Votre film est une version revisitée d’une des légendes populaires les plus connues en Amérique centrale, vous prenez le personnage mythique de la femme meurtrière et vous la transformez en justicière. Pourquoi avoir contourné le mythe ?
Jayro Bustamante : L’idée première était d’enlever la partie misogyne de la légende, autrement dit une femme qui devient matricide parce qu’elle ne peut pas supporter qu’un homme la quitte. Ou qui a pêché, parce qu’elle a couché avec un autre homme et que ses enfants sont d’un autre père. Mais je voulais garder en elle un côté élégant. Dracula m’a beaucoup inspiré. Je me suis demandé pourquoi les hommes monstrueux sont magnifiques quand les femmes sont hystériques ou folles ? J’ai donc souhaité mélanger ces deux personnages, et créer quelqu’un d’une élégance totale, faire d’elle une princesse comme Stoker a fait de Dracula un comte.
Au niveau esthétique, vous mobilisez également un autre mythe, cette fois-ci un mythe grec. Il s’agit des naïades ou nymphes d’eau. Ce choix est purement esthétique ou y-a-t-il de votre part un intérêt de vouloir rapprocher le mythe de la Llorona et celui des naïades ?
J. B. : Mélanger les deux mythes a permis de changer un autre élément de la légende de la Llorona. Dans la légende, l’eau est une arme puisque c’est là qu’elle tue ses enfants et qu’elle se suicide. Nous voulions utiliser l’eau comme les Mayas la voient, une source pour soigner. Alors qu’ils considèrent le feu comme un élément de renaissance et de purification. Nous nous sommes dit que l’eau allait nous servir, car ceux qui ont commis les massacres ont construit autour d’eux une sorte de barricade derrière laquelle ils se protègent, ils continuent réellement à penser qu’ils ont bien fait de tuer les indigènes, qui sinon seraient devenus communistes. L’eau était l’élément parfait pour pouvoir s’infiltrer dans ces barricades et commencer à pourrir le système de l’intérieur. Nous avons voulu que cet endroit, pour ceux qui connaissent bien la légende, soit comme un lieu où Sara serait tuée, même si à la fin on comprend que l’eau est aussi un endroit où elle peut apprendre à survivre, où elle se purifie, où elle se protège… On ne sait pas d’où ressortent ces références, même dans la mythologie maya, il y a beaucoup de syncrétisme basé sur les mythologies grecque et romaine, apportée par les Espagnols. Nous avons un peu tout mélangé, mais nous avions cette envie que la Llorona soit belle, qu’elle soit une déesse plutôt qu’une femme qui fasse peur. Personnellement, je crois que la beauté est une arme pour lutter contre l’horreur.
Pour votre adaptation/appropriation du mythe de la llorona, vous avez choisi le genre de l’épouvante, genre qui par ailleurs a déjà été utilisé par de nombreux cinéastes pour adapter ce mythe au cinéma. Pourquoi avoir choisi ce genre ? Que pouvait-il apporter à votre film ?

- - - - -

- **OBJECTIF 1**: D'après l'entretien, quel personnage a beaucoup inspiré Jayro Bustamante ?
- **OBJECTIF 2**: Reproduisez le passage de l'entretien qui va de « Au niveau esthétique, vous » à « des naïades ? », ces deux bornes comprises.

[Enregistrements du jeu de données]
- - - - -

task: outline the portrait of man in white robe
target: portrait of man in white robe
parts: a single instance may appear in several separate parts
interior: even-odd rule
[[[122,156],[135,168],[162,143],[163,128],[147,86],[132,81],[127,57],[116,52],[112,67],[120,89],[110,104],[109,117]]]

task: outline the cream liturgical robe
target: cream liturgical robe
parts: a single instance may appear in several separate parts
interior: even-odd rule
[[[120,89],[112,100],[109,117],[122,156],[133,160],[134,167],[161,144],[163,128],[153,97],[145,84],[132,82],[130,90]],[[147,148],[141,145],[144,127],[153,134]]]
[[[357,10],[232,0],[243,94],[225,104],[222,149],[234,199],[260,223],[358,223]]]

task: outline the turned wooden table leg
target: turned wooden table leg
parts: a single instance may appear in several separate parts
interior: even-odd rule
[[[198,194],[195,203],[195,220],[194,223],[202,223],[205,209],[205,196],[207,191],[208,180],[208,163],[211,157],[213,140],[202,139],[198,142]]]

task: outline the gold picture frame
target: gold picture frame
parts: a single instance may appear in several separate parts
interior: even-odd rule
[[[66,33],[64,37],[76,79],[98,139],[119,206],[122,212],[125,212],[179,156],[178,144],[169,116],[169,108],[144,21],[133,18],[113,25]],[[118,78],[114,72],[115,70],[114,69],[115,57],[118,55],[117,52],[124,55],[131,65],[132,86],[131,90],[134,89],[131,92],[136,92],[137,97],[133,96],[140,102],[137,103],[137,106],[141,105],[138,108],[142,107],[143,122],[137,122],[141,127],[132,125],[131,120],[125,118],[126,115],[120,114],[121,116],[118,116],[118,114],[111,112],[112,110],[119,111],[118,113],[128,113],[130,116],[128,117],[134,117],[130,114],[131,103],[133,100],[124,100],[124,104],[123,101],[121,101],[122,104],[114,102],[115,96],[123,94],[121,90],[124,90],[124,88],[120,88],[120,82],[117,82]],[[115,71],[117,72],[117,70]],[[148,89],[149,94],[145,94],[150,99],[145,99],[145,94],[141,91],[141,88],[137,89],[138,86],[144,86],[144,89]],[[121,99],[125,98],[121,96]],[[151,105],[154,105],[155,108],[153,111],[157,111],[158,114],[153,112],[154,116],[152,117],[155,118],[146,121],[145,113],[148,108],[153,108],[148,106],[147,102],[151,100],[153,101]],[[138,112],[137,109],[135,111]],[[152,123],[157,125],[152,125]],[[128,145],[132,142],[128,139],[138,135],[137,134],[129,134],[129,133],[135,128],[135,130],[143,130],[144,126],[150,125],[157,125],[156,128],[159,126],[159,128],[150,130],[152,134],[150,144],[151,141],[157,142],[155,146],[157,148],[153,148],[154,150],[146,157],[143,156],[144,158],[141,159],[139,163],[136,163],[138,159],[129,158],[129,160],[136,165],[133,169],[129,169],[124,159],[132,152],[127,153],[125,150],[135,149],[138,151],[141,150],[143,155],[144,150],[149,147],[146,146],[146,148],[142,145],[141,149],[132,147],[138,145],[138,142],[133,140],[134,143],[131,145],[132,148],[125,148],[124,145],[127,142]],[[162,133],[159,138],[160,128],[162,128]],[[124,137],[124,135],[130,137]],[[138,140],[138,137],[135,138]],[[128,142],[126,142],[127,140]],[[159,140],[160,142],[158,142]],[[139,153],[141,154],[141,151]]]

- - - - -

- **RÉPONSE COMPLÈTE 1**: Dracula.

- **RÉPONSE COMPLÈTE 2**:
Au niveau esthétique, vous mobilisez également un autre mythe, cette fois-ci un mythe grec. Il s’agit des naïades ou nymphes d’eau. Ce choix est purement esthétique ou y-a-t-il de votre part un intérêt de vouloir rapprocher le mythe de la Llorona et celui des naïades ?